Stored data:
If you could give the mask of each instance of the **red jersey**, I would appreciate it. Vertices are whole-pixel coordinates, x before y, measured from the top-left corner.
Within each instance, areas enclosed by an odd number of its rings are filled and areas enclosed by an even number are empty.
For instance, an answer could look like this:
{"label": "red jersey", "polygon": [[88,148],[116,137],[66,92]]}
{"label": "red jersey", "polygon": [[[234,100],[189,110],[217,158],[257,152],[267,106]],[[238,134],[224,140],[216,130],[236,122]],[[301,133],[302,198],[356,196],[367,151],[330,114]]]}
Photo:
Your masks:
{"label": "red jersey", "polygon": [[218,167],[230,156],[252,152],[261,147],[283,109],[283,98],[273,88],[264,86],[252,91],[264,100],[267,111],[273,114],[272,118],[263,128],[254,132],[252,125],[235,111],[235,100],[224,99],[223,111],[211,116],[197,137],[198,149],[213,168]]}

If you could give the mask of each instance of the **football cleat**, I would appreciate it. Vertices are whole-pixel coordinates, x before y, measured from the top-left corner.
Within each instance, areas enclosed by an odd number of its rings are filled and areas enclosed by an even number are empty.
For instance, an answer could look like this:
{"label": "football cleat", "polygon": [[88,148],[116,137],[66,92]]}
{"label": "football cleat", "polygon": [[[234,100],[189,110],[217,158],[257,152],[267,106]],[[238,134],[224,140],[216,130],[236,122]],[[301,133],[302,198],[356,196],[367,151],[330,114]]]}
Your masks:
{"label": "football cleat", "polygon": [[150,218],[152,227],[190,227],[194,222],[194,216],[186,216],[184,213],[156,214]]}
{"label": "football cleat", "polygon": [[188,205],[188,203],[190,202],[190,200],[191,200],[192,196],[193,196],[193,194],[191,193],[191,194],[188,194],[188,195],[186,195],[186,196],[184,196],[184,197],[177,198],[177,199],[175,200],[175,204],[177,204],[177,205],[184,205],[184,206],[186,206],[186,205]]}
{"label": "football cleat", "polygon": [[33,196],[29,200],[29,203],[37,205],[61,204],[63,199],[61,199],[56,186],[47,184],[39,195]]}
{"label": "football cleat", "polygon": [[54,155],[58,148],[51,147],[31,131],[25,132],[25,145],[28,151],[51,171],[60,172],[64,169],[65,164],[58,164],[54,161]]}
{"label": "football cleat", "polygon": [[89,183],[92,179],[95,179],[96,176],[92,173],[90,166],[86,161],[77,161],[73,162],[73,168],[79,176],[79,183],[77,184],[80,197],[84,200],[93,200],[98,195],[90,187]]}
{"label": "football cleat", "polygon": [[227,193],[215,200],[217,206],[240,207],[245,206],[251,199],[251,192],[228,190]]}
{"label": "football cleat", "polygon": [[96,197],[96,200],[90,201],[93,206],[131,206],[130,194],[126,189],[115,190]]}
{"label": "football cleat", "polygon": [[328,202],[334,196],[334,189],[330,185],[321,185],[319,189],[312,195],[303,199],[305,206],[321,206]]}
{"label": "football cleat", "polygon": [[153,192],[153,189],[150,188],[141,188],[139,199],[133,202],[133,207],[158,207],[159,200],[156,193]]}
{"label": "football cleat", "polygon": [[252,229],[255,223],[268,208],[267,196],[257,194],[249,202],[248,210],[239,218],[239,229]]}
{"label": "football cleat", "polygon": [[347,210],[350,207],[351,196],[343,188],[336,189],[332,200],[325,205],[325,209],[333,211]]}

THE TASK
Wherever the string "left" occurs in the entries, copy that whole line.

FINISHED EXERCISE
If you could give the mask of each instance of the **red jersey**, I would appreciate it. Vertices are whole-pixel coordinates, x before y, measured from the top-left corner.
If you could give the mask of each instance of the **football cleat**, I would appreciate it. Vertices are whole-pixel coordinates, x before y, measured from the top-left corner.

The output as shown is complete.